Transcribe the records verbatim, images excluded.

## INPUT FOR THIS TASK
_ _ _ _ _

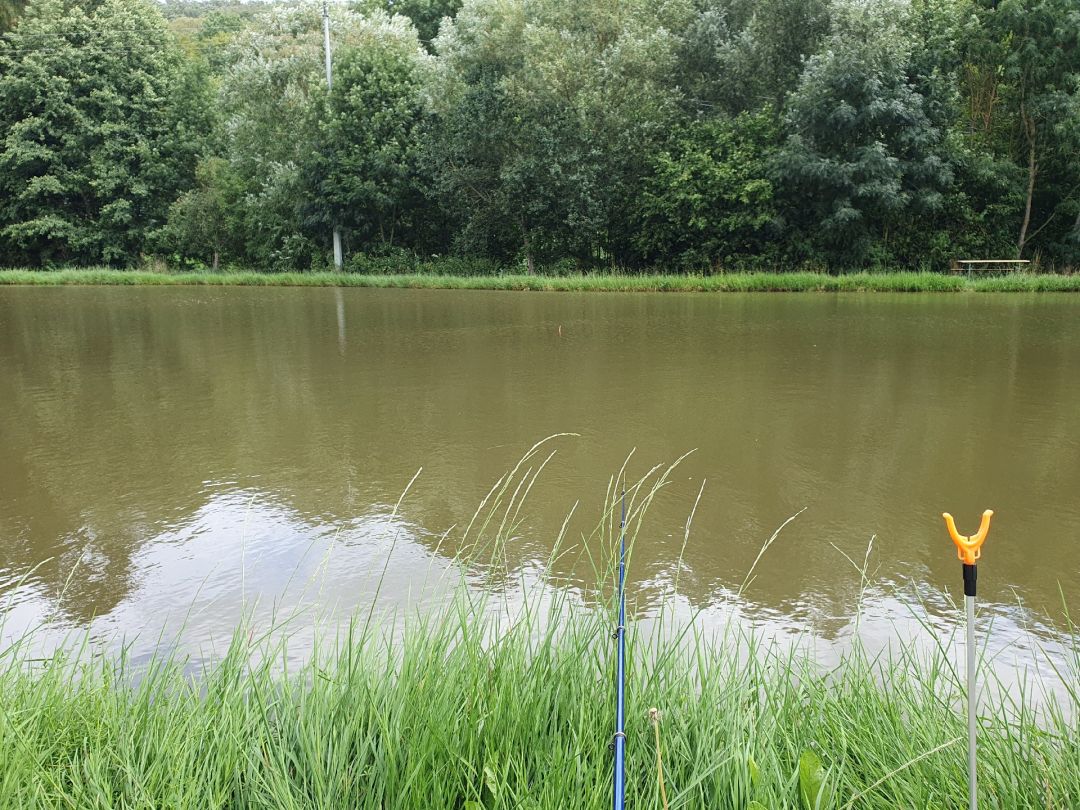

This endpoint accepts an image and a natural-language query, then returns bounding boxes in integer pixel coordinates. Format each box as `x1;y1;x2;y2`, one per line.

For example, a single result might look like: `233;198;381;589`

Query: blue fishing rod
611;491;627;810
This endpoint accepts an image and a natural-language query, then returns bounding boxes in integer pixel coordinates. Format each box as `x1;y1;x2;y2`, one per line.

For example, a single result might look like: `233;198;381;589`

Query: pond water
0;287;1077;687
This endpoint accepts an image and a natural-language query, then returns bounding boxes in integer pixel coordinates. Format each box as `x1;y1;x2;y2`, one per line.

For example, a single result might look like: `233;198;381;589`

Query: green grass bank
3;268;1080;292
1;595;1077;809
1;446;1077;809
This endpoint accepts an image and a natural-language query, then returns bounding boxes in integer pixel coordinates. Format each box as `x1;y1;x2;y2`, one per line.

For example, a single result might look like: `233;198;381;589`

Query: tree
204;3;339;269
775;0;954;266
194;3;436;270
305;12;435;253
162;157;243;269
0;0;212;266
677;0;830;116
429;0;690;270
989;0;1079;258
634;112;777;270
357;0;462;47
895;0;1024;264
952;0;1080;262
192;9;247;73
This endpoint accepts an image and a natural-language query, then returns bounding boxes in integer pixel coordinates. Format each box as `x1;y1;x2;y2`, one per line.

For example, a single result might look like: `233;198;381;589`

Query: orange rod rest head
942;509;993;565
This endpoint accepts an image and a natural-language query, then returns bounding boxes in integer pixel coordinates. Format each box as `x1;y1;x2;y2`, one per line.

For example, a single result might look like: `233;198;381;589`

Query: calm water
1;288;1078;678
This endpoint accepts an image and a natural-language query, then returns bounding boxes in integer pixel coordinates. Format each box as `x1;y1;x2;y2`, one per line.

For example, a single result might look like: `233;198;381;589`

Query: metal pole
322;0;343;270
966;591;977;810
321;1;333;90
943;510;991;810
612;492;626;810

_ _ _ _ _

## RESULT OF THE TASK
This endpoint accepts an image and a natural-language query, then returns bounding boxes in integer pixel coordinates. Format each box as `x1;y1;x2;y2`, one per line.

For example, a single result might look like: `233;198;381;589`

Query: blue fishing rod
611;491;627;810
This endpoint accepts an image and a natural-language query, then returns bounding boxes in integer pixel coordinates. Format each box as `x1;y1;x2;y2`, one per line.

For example, a single result might look like: `233;198;381;589`

Query: pond water
0;287;1077;687
This endpoint accepts an image and a natural-language query, then returns bounding boxes in integer pixel coordinates. Format each box as `x1;y1;x2;y2`, one per line.

For example, a single result might look like: `233;198;381;589`

Query: green grass bank
3;268;1080;292
1;595;1077;809
1;446;1077;809
This endpoint accepts an image and a natural-language query, then returns bounding boxes in integer pixel coordinates. Format each box as `x1;y1;x2;y2`, one per line.

For example, a single result might look like: `233;198;381;589`

Query: tree
204;3;339;269
775;0;954;266
194;3;436;270
305;12;435;253
162;157;243;269
0;0;212;266
677;0;830;116
429;0;690;270
989;0;1079;258
634;112;777;270
357;0;462;47
895;0;1024;264
952;0;1080;262
192;9;247;73
This endpoint accepts an image and a natural-language query, then returns bounding boxes in integer pixel coordinates. Format each box as `x1;y1;x2;y2`, one per line.

For example, a single result might look like: `233;198;381;589`

Query: orange rod rest head
942;509;993;565
This endpoint accepts an image and a natural-language query, then returns bounding boxes in integer pixel coordinates. Format each box as `x1;y1;x2;y2`, one per line.

For example, a single result might look like: `233;198;381;589`

Query: calm water
1;288;1078;678
This endpoint accepts an image and a natural-language query, then returns bounding boxes in integer pixel coordinates. Format each box as `x1;y1;x2;y2`, one per line.

For example, a single result might look like: `233;198;381;589`

Query: metal pole
322;0;343;270
966;591;977;810
321;1;333;90
943;510;991;810
612;492;626;810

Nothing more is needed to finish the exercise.